Pointing and labeling entries:
* begin *

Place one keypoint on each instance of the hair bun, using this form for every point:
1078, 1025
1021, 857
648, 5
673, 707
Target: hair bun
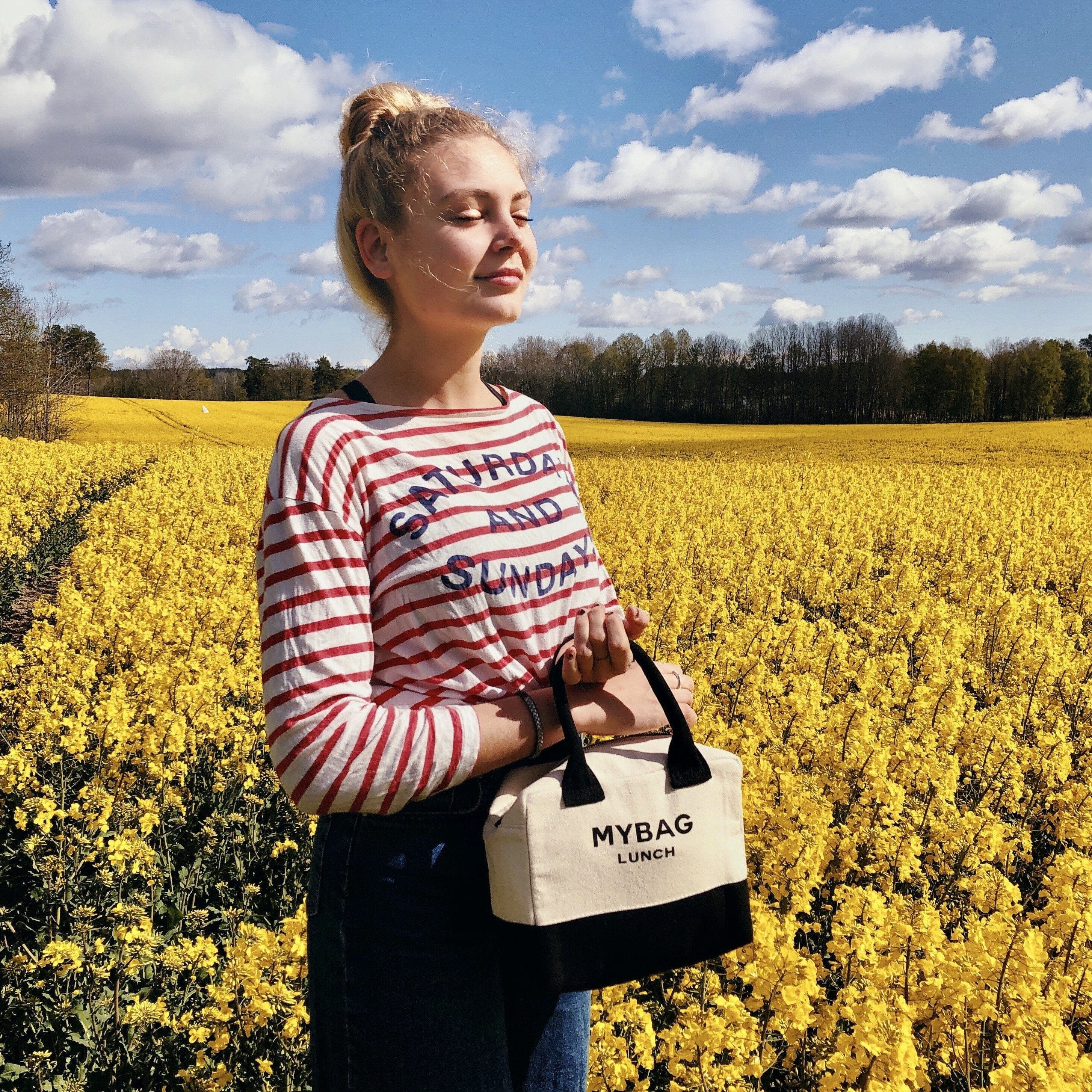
382, 102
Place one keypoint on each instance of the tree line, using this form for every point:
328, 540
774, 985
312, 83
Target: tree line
177, 374
851, 370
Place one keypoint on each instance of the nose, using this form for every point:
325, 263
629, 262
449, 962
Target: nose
507, 236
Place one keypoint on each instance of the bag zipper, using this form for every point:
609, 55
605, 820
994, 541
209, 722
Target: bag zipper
635, 735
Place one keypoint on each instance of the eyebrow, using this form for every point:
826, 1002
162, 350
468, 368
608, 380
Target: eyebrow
480, 193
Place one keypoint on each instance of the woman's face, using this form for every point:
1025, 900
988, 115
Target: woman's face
464, 255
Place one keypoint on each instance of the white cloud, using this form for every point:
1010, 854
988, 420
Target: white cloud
276, 30
967, 252
731, 29
546, 296
781, 198
544, 140
90, 240
981, 57
647, 275
911, 316
936, 201
1026, 284
682, 182
557, 261
275, 299
97, 95
1078, 230
841, 68
221, 353
788, 310
323, 259
1051, 114
990, 293
665, 308
557, 228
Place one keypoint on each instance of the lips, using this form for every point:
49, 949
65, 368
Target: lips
511, 276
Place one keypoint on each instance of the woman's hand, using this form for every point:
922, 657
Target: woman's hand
625, 704
601, 649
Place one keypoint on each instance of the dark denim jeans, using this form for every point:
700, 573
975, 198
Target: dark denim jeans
405, 988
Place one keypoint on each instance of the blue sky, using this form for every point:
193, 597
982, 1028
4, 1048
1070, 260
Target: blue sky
712, 164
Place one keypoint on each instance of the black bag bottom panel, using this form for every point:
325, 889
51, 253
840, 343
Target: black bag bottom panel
610, 949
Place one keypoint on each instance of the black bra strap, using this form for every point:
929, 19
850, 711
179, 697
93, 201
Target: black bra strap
358, 391
354, 389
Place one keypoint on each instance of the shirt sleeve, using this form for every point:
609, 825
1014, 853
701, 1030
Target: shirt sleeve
609, 598
334, 748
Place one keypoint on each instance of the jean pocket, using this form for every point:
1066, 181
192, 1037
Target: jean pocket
315, 875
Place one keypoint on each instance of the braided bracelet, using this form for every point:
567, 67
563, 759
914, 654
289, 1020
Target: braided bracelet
538, 722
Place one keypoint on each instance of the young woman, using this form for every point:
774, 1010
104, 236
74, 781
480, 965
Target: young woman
423, 554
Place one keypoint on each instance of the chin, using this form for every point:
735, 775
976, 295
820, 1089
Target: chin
504, 316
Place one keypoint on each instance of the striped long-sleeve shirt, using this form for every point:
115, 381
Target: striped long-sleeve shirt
410, 564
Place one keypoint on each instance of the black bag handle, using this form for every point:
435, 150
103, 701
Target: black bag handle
685, 763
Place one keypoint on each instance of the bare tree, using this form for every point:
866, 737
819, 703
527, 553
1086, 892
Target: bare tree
175, 374
31, 386
293, 376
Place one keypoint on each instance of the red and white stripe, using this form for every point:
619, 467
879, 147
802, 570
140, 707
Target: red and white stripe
378, 633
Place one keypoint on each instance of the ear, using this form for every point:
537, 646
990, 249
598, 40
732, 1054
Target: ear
372, 240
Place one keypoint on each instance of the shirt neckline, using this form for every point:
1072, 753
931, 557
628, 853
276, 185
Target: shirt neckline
500, 408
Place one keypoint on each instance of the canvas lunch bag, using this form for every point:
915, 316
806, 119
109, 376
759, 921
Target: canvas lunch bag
626, 860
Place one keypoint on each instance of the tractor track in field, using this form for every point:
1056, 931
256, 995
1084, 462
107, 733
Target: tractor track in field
22, 587
165, 418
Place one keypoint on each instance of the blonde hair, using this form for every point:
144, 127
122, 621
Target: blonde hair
386, 129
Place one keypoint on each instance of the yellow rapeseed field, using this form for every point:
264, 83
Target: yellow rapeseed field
889, 625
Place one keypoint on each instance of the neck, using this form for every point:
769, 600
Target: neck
427, 370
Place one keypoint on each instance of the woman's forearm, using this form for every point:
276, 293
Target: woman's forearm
508, 731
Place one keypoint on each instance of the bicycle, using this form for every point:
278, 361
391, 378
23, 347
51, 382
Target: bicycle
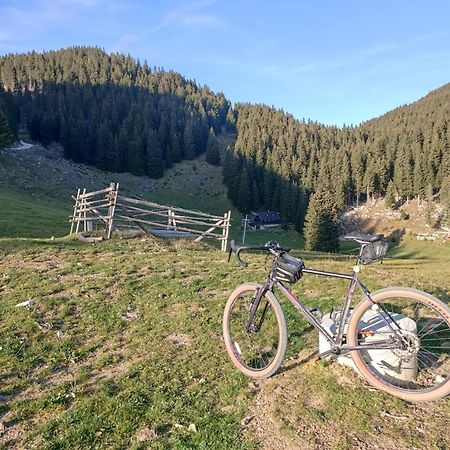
397, 337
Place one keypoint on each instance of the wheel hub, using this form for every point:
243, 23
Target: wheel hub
410, 345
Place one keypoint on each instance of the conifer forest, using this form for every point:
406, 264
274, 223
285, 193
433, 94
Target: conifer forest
118, 114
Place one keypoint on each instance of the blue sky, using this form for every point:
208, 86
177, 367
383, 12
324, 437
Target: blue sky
334, 61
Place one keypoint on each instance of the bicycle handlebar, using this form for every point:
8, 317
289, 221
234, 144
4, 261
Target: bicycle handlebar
271, 246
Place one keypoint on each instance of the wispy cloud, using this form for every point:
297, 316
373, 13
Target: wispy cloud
189, 16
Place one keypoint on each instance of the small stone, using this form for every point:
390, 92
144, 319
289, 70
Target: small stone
246, 420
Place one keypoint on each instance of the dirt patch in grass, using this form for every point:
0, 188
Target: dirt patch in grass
179, 339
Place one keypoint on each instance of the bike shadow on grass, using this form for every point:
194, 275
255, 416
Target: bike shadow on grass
305, 361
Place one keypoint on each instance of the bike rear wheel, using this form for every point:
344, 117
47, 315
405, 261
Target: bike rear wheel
418, 370
257, 348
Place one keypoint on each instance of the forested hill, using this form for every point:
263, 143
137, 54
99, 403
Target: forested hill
118, 114
405, 151
110, 110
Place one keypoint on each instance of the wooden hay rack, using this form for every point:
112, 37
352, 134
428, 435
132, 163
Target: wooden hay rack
107, 209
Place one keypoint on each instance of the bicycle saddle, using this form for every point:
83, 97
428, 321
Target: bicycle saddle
363, 238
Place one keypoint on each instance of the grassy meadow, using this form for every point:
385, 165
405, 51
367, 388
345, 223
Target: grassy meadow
122, 348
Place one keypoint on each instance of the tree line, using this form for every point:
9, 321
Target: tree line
406, 151
111, 111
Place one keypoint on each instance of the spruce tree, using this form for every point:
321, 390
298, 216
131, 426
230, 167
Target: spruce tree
6, 135
389, 198
212, 155
321, 228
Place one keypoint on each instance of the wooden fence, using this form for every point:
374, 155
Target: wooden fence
106, 209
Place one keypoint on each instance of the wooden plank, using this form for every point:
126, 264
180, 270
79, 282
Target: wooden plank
226, 231
86, 195
128, 213
156, 205
178, 218
88, 209
79, 215
164, 224
115, 188
86, 219
208, 231
74, 210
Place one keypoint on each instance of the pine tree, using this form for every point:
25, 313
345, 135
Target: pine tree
389, 199
189, 141
212, 155
321, 228
244, 199
6, 135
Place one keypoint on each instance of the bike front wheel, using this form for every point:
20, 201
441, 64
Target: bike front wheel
417, 327
255, 335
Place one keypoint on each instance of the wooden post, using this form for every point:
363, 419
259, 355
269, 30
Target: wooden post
112, 208
169, 219
74, 212
226, 228
80, 206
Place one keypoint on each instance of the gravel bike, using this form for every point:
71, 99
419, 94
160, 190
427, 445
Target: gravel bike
398, 338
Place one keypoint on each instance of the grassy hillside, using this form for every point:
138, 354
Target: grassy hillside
122, 348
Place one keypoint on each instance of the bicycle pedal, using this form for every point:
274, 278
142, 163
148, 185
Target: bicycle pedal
317, 312
312, 361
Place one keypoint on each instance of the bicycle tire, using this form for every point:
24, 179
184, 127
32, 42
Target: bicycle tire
233, 328
421, 349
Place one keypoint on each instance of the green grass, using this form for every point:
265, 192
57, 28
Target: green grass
24, 215
123, 349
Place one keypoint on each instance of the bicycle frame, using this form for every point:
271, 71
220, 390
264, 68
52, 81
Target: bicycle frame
337, 342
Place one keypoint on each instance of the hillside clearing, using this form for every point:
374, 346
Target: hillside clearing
123, 349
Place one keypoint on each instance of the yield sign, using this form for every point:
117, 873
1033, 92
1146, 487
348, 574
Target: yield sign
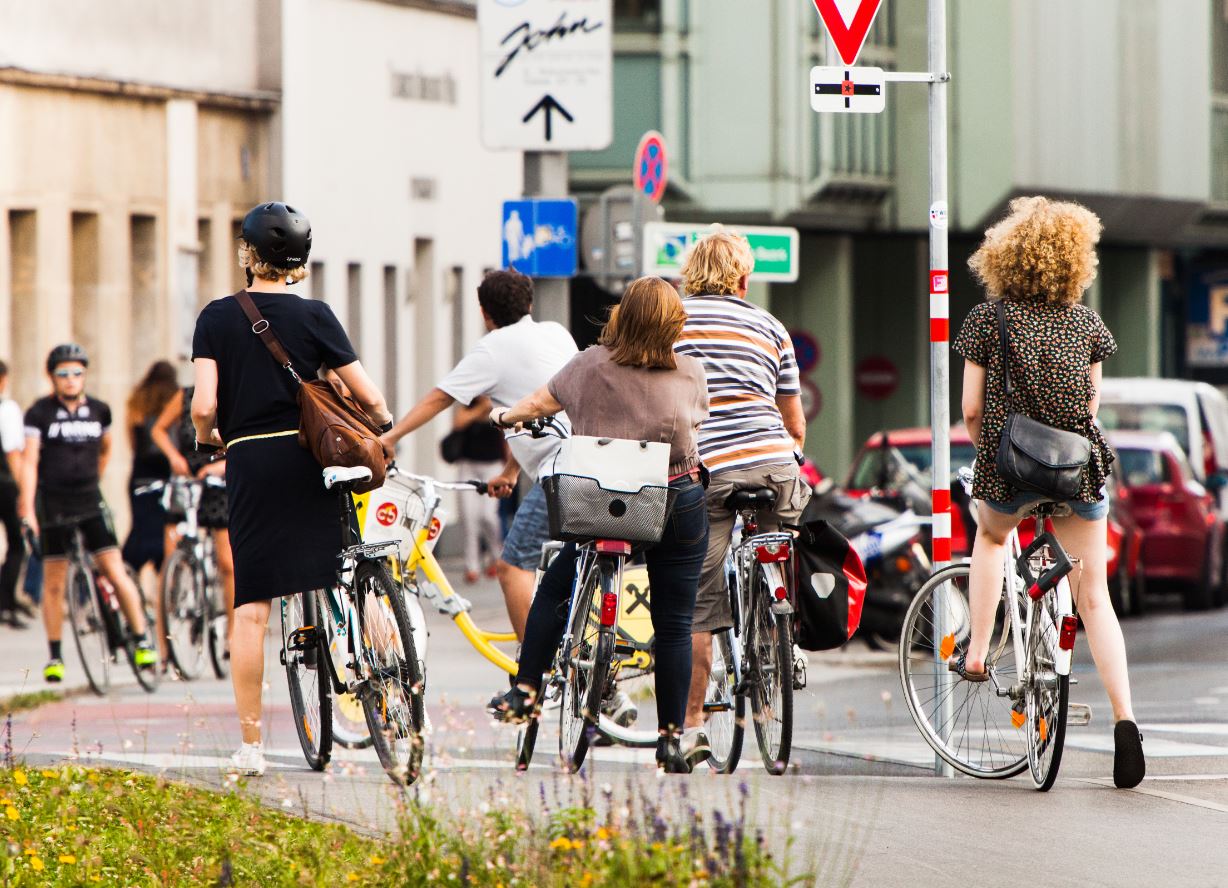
849, 33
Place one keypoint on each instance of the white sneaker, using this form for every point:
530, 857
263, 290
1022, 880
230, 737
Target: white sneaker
695, 746
620, 709
248, 762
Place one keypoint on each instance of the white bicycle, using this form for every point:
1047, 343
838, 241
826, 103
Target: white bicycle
1017, 719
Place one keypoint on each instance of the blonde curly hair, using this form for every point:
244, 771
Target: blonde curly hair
249, 260
1044, 251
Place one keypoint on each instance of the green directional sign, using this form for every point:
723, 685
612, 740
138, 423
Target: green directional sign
666, 245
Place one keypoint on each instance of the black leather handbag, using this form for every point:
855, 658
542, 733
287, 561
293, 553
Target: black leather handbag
1033, 456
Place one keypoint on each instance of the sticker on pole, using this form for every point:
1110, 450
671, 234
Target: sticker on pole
847, 22
847, 90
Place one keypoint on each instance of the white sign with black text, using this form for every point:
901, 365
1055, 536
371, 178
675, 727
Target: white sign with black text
547, 74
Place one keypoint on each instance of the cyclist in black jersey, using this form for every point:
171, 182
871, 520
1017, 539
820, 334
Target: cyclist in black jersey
68, 442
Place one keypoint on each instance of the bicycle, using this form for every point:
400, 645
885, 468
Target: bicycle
98, 625
1029, 663
755, 658
189, 597
355, 638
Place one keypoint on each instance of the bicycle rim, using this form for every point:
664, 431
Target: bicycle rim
183, 614
967, 724
393, 695
723, 708
1048, 698
576, 720
308, 681
89, 628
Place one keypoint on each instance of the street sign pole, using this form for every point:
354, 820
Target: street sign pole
940, 335
545, 176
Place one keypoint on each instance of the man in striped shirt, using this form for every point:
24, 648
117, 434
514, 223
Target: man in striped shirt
754, 428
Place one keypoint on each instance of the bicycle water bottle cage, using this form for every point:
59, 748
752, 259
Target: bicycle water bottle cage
1051, 576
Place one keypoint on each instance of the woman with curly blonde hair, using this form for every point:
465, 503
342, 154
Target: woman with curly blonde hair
1038, 262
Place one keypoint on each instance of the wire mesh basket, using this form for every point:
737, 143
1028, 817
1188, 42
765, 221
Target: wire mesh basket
581, 510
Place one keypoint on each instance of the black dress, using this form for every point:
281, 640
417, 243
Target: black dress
284, 525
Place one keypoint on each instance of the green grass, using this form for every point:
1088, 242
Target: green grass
74, 825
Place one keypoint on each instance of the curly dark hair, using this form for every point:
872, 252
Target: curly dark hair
505, 296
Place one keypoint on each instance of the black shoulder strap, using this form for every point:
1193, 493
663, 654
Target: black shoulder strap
1000, 307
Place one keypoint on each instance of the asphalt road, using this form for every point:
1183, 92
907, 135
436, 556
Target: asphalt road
860, 806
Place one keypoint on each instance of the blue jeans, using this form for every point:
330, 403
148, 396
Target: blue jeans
674, 566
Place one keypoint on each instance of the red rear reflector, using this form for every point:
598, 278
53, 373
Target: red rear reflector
1070, 628
773, 554
609, 608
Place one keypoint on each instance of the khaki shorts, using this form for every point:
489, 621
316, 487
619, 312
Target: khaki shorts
712, 611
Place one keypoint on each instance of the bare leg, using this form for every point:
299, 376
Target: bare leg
517, 585
1087, 542
701, 667
247, 665
112, 565
985, 580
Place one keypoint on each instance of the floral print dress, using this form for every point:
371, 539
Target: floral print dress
1053, 349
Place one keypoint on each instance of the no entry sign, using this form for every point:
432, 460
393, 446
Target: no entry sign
849, 22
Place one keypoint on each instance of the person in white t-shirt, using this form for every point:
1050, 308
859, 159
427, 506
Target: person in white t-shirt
12, 442
515, 359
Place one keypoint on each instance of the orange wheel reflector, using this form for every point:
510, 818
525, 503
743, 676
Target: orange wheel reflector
947, 647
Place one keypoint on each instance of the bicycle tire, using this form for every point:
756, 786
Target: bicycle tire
579, 712
90, 628
310, 683
725, 727
1048, 698
989, 754
181, 604
396, 725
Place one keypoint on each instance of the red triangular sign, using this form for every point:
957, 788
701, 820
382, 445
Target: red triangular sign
849, 37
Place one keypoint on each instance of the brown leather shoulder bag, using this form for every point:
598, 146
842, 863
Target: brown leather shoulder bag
332, 425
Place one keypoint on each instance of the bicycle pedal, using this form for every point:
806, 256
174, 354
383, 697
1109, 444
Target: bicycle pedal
1078, 715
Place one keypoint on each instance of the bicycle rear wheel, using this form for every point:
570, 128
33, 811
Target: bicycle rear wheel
967, 724
183, 614
770, 657
89, 628
307, 674
1046, 697
585, 666
723, 706
392, 698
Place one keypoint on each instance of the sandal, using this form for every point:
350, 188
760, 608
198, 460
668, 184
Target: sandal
513, 708
959, 667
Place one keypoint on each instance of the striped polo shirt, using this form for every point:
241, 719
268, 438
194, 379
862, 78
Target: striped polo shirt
748, 358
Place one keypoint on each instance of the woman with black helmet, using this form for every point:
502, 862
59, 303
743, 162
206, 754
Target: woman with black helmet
283, 523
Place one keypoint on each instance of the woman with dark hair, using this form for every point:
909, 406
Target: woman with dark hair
283, 522
630, 386
147, 541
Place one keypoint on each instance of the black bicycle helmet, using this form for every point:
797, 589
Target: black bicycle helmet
279, 233
64, 354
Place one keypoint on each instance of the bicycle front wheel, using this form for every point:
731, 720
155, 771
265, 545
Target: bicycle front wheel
723, 706
183, 614
396, 682
969, 725
89, 628
1048, 697
307, 674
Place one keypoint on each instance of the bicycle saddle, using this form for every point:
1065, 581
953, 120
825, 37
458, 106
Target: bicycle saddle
340, 474
750, 498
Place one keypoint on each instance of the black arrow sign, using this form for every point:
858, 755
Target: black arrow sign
548, 106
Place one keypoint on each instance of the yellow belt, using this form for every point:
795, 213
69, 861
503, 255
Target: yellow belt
260, 437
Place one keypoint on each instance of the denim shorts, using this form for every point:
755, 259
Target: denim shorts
1023, 502
529, 531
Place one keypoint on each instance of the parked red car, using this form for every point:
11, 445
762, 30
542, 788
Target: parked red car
1184, 534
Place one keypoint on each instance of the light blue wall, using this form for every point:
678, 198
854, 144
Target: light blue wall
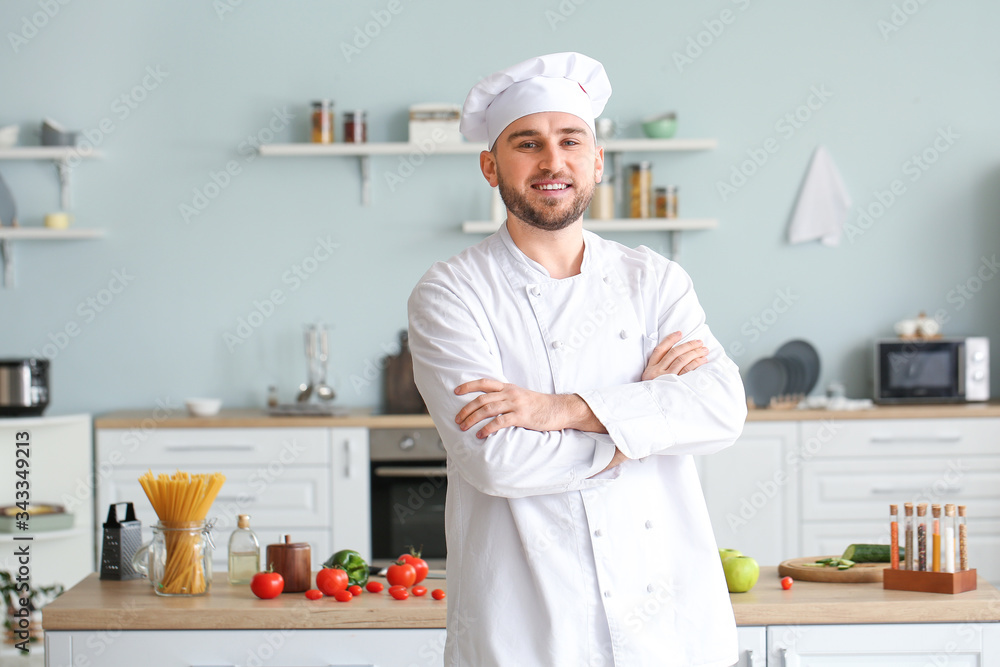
162, 337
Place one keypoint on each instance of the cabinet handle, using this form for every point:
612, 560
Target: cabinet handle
886, 439
209, 448
890, 491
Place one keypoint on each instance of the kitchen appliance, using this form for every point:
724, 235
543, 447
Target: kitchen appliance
24, 387
409, 482
943, 370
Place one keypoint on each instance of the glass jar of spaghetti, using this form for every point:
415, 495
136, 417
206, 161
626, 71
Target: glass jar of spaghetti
178, 561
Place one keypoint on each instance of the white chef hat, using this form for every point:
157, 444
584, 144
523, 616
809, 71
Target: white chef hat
567, 82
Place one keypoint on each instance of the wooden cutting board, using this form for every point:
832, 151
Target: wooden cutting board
861, 573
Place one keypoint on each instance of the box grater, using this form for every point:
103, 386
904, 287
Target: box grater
121, 540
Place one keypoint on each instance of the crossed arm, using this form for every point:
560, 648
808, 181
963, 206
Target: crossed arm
507, 405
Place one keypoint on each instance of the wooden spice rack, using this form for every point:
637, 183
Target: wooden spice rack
929, 582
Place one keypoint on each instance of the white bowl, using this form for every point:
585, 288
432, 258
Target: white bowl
203, 407
8, 136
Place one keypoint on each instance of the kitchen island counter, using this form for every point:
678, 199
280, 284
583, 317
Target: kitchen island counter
132, 605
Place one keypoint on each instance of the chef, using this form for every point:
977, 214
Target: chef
572, 379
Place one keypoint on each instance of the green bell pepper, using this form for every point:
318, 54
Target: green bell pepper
352, 563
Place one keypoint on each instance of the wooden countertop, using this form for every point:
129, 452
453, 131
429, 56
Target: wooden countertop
253, 418
131, 605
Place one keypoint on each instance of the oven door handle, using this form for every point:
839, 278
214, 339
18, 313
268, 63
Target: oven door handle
404, 471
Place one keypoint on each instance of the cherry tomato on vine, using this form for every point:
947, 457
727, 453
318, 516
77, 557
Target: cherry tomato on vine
401, 574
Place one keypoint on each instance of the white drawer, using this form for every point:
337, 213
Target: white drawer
184, 447
838, 490
297, 497
900, 437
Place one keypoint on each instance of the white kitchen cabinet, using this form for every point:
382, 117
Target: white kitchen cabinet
59, 473
750, 489
899, 645
267, 648
308, 483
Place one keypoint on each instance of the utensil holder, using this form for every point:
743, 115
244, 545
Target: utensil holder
121, 540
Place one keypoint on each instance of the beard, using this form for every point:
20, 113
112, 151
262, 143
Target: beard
549, 215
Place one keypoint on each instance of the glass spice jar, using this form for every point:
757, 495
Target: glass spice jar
641, 190
322, 122
355, 127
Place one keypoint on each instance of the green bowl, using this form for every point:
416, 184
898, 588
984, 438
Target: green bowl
660, 127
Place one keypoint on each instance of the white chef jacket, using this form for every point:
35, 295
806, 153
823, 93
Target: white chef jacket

* end *

EXERCISE GOAL | Locate the line with "Place one keypoint on each instance of the cherry" in the entries above; extract it and every line after it, verbatim.

RESPONSE BELOW |
Place one keypoint on each instance of the cherry tomato on vine, using this form for every point:
947, 457
727, 453
318, 516
77, 557
Target: cherry tomato on vine
401, 574
Place one keypoint on each instance of the white drawer, using this form for every point:
337, 213
Target: white drawer
184, 447
838, 490
297, 497
900, 437
Place one keypoint on each instance of the white kitchen cabinet, using this form for every point:
382, 117
Target: white kitchen cabinet
59, 473
750, 489
899, 645
267, 648
308, 483
Place one keypoint on each instance of the utensil holder, using this form for every point:
743, 115
244, 545
Target: utensil holder
121, 540
Place one keypoint on each instance of the beard, using this form for every point:
20, 113
112, 151
262, 143
Target: beard
549, 215
Place one keypoint on each instance of the glass spice jar, using this form for every point:
757, 495
Target: glass spice jar
641, 190
322, 122
355, 127
Place one keypoint on each instance of the green bowl, using this form for every point:
416, 184
898, 588
984, 438
Target: green bowl
660, 127
Place one keypoint on each instance of the white chef jacket, using this form for every point:
35, 295
806, 153
823, 93
Target: white chef jacket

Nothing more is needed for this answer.